CHALLENGE ▸ Which lines in the records below contain the string "chocolate", matching case exactly? Return each of those lines in full.

MATERIAL FOR THE TASK ▸
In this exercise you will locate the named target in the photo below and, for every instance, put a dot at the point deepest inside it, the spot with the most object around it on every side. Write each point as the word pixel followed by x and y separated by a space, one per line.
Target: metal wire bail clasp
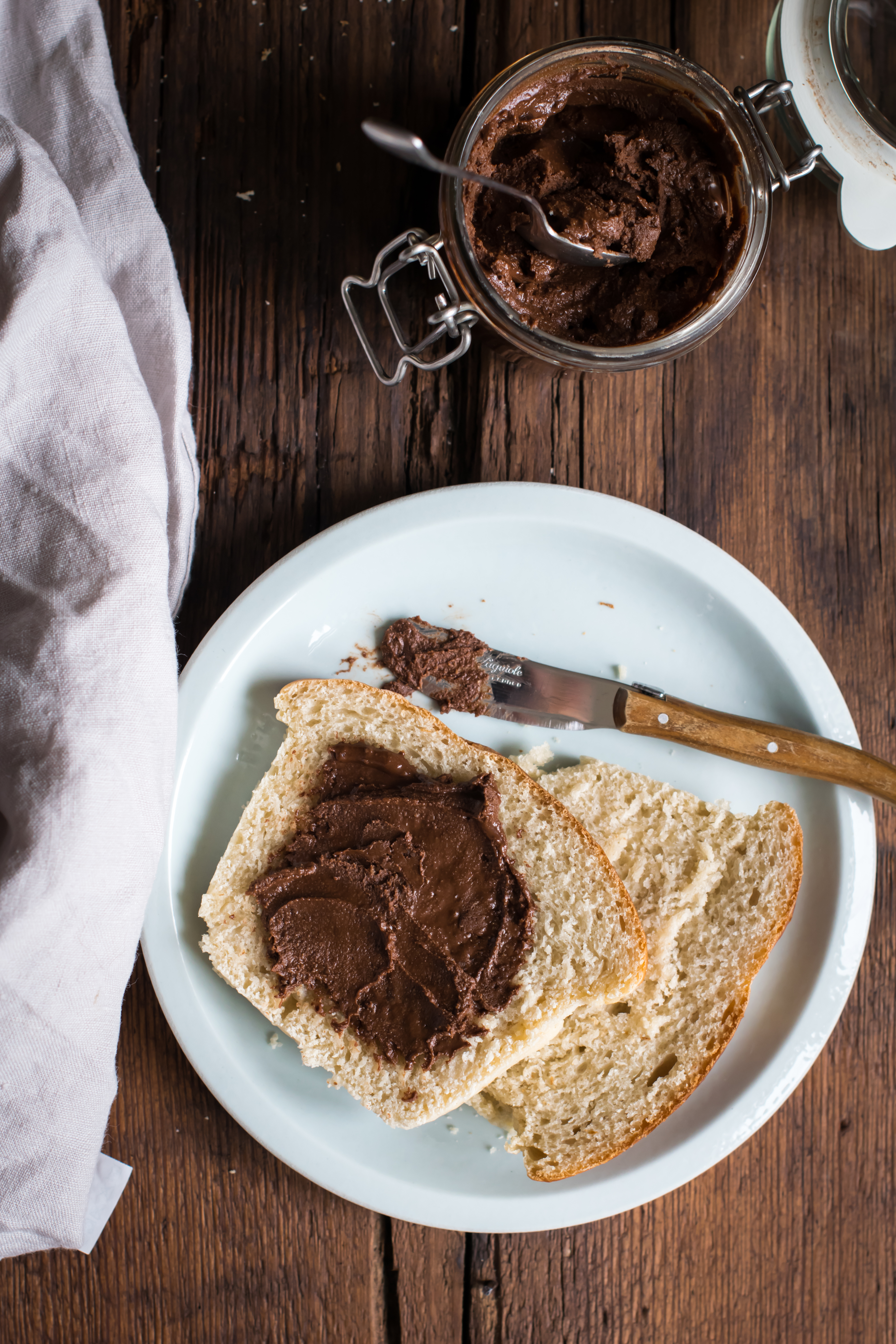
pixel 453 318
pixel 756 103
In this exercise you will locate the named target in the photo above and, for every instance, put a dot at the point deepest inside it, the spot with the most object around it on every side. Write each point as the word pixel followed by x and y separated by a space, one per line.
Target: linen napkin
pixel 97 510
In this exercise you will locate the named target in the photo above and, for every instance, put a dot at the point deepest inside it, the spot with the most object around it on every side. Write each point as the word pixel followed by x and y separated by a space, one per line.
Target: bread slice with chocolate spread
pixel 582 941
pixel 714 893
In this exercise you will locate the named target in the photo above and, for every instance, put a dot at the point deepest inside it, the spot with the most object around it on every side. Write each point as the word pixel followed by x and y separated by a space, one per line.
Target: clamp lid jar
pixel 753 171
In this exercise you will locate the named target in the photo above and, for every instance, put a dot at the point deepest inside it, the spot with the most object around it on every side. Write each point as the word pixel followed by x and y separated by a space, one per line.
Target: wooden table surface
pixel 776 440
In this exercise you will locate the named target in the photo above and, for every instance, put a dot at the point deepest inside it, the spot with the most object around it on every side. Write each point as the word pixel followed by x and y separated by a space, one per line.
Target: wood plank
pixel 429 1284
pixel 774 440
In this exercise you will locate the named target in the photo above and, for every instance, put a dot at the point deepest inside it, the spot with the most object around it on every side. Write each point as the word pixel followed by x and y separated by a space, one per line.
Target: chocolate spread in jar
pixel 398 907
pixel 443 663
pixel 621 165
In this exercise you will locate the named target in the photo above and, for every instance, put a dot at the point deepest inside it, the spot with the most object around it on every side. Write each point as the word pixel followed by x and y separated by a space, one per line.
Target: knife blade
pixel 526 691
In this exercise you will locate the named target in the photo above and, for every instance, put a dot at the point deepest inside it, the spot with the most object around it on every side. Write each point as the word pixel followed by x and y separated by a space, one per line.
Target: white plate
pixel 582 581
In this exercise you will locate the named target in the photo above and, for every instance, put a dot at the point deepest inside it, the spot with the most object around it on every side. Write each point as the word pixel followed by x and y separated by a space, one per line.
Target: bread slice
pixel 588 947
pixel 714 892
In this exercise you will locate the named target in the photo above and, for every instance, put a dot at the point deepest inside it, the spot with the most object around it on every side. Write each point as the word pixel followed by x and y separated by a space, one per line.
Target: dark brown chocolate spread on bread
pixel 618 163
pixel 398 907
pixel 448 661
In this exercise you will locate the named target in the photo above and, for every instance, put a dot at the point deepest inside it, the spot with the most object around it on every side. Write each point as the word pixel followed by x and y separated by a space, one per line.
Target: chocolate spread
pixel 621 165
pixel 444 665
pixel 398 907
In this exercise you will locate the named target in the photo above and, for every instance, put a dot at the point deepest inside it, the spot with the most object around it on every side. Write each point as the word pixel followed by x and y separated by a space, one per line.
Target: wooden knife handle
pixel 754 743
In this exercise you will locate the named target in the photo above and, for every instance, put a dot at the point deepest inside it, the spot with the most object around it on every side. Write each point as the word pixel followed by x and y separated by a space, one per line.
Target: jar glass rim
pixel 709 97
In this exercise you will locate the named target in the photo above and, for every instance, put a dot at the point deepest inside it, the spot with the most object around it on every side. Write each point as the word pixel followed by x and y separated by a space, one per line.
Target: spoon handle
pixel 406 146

--

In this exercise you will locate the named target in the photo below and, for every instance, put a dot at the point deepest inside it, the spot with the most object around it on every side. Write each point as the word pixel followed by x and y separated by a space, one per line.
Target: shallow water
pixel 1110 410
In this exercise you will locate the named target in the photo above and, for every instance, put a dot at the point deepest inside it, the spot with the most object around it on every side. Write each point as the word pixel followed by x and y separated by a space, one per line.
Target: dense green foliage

RESULT OF THE EXERCISE ▸
Target: bread slice with chocolate spread
Target: chocolate spread in jar
Target: dark brown chocolate spread on bread
Target: chocolate spread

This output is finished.